--- Start of Input for this task ---

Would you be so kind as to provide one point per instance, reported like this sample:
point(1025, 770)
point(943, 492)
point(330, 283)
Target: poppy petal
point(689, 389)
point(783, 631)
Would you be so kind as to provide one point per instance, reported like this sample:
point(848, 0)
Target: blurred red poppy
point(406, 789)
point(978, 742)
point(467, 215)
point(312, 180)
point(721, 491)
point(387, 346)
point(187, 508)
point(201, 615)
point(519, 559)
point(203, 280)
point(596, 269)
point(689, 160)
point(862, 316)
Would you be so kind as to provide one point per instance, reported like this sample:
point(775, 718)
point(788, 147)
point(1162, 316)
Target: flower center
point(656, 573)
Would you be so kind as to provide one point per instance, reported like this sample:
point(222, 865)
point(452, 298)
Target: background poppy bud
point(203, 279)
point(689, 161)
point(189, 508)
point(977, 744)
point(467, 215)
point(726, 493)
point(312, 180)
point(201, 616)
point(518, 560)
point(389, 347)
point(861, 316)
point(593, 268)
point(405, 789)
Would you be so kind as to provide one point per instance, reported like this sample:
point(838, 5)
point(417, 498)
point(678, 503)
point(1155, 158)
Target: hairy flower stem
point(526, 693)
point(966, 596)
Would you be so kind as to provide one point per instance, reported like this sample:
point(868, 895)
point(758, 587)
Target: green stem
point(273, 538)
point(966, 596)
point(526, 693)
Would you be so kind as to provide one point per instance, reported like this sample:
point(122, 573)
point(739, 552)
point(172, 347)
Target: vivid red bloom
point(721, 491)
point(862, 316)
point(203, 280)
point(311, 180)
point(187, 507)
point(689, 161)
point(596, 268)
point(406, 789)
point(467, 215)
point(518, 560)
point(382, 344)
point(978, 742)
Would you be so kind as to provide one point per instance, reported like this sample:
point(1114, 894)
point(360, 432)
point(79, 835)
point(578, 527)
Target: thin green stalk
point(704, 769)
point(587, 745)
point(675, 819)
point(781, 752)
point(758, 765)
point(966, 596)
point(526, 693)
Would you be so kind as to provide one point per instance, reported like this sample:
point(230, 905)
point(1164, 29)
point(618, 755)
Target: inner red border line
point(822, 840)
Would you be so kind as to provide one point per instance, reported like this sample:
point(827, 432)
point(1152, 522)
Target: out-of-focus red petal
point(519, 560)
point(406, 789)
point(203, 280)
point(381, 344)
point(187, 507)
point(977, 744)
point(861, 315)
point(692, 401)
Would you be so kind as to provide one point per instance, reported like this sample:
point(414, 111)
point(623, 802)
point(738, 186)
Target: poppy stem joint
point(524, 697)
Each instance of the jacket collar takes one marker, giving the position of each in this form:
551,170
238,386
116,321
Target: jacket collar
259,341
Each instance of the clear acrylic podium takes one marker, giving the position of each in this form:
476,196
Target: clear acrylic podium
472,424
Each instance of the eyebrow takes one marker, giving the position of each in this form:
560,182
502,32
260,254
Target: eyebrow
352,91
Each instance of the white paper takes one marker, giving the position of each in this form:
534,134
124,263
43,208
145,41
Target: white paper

--- End of Input for this task ---

**What is expected**. Rewrite the lines above, replacing each "sample" with "example" and leaving everything else unchanged.

**Correct answer**.
Would you be so kind as to provide one point per instance, reported like this example:
point(1025, 770)
point(943, 492)
point(330, 283)
Target: poppy petal
point(689, 389)
point(783, 631)
Would you be so kind as to provide one point per instance, reported like this example:
point(848, 0)
Target: blurred red poppy
point(406, 789)
point(978, 742)
point(467, 215)
point(312, 180)
point(721, 491)
point(387, 346)
point(187, 508)
point(201, 615)
point(519, 559)
point(203, 280)
point(596, 269)
point(689, 160)
point(862, 316)
Would you be so kind as to provide one point per instance, reported like this example:
point(775, 718)
point(788, 147)
point(1162, 316)
Target: flower center
point(656, 573)
Would you be so kind as to provide one point per instance, reported like this example:
point(222, 865)
point(452, 298)
Target: background poppy bud
point(203, 279)
point(689, 161)
point(189, 508)
point(977, 744)
point(467, 215)
point(726, 493)
point(312, 180)
point(201, 616)
point(518, 560)
point(389, 347)
point(861, 316)
point(593, 268)
point(405, 789)
Would you be so kind as to provide one point per instance, reported like this example:
point(838, 5)
point(417, 498)
point(678, 503)
point(1155, 158)
Target: hairy flower stem
point(526, 693)
point(966, 596)
Would you be so kind as to provide one point per instance, reported like this example:
point(868, 895)
point(758, 587)
Target: green stem
point(273, 538)
point(966, 596)
point(526, 693)
Would you be so kind as to provide one point per instance, reported like this example:
point(122, 573)
point(739, 552)
point(172, 347)
Target: vivid red bloom
point(721, 491)
point(862, 316)
point(203, 280)
point(311, 180)
point(187, 507)
point(689, 161)
point(596, 268)
point(406, 789)
point(467, 215)
point(518, 560)
point(382, 344)
point(978, 742)
Would you be so kind as to provide one point per instance, reported like this example:
point(1114, 894)
point(360, 432)
point(79, 835)
point(578, 527)
Target: thin green stalk
point(704, 769)
point(587, 745)
point(675, 819)
point(781, 752)
point(758, 765)
point(966, 596)
point(526, 693)
Would you be so kind as to provide one point per instance, reported like this example:
point(230, 905)
point(1164, 29)
point(618, 755)
Target: inner red border line
point(822, 840)
Would you be so kind as to provide one point per instance, reported like this example:
point(827, 432)
point(1152, 522)
Target: out-of-focus red petal
point(519, 560)
point(406, 789)
point(203, 280)
point(381, 344)
point(187, 507)
point(977, 744)
point(861, 315)
point(692, 401)
Would you be so kind as to provide one point per instance, reported like this example:
point(414, 111)
point(623, 802)
point(738, 186)
Target: poppy stem joint
point(524, 697)
Each instance of the jacket collar takes one marker, giving the position of each in this form:
551,170
238,386
116,321
Target: jacket collar
259,341
Each instance of the clear acrylic podium takes one marker, giving the position of each in this form:
476,196
Target: clear acrylic podium
472,424
Each instance of the eyebrow takes one marker, giving the position of each in this form:
560,182
502,32
260,254
Target: eyebrow
352,91
Each instance of the white paper takes one marker, giving the position of each in this form:
534,134
124,263
43,208
145,41
Target: white paper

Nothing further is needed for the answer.